Push me, Pull me, please me, tease me!

Several of us (Josh Kopelman, Brad Feld) are having deja vu around various notification schemes floating around the network today. We're seeing the exact same pattern that has haunted us at various levels in the past, emerge again today with all the UGC being created, and the ensuing discrete activities flying around by the billions.


Everything always boils down to Push vs. Pull (polling). It's a permanent pattern... it's part of life... as integral as the air we breathe. Therefore, the choices we make around whether to push or pull affect the whole system. As Brad points out, RSS is cool, but in the end, it's been over-engineered to include features for everything including the kitchen sink. Furthermore, there are at least two competing formats still causing trouble for end users (Atom, RSS). There are times when Push is the right thing to do, and there are times when Pull is. Heck, there are times when starting with one, then evolving to the other when things change, makes sense.

We're very early in the evolution of UGC activity aggregation and notification; five or ten years out from true app distillation I'd imagine. End users don't care about these things, yet they're still in the foreground of how apps behave and function.

> DATA SHOWN
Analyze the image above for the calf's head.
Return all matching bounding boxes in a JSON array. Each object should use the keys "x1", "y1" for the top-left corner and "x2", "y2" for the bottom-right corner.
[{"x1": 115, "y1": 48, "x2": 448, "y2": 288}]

> REQUIREMENT 1
Using the post on push versus pull, decide whether each statement agrees with it, answering yes or no and quoting the words that decide it: (a) RSS is described as over-engineered. (b) End users are said to care about notification schemes. (c) Only one feed format is said to be in use.
> REQUIREMENT 2
Retype the stretch of the post on push versus pull from "Everything always boils" through "change, makes sense.".

> PROBLEM SOLUTION 1
(a) Yes: "RSS is cool, but in the end, it's been over-engineered to include features for everything including the kitchen sink"
(b) No: "End users don't care about these things"
(c) No: "there are at least two competing formats still causing trouble for end users (Atom, RSS)"

> PROBLEM SOLUTION 2
Everything always boils down to Push vs. Pull (polling). It's a permanent pattern... it's part of life... as integral as the air we breathe. Therefore, the choices we make around whether to push or pull affect the whole system. As Brad points out, RSS is cool, but in the end, it's been over-engineered to include features for everything including the kitchen sink. Furthermore, there are at least two competing formats still causing trouble for end users (Atom, RSS). There are times when Push is the right thing to do, and there are times when Pull is. Heck, there are times when starting with one, then evolving to the other when things change, makes sense.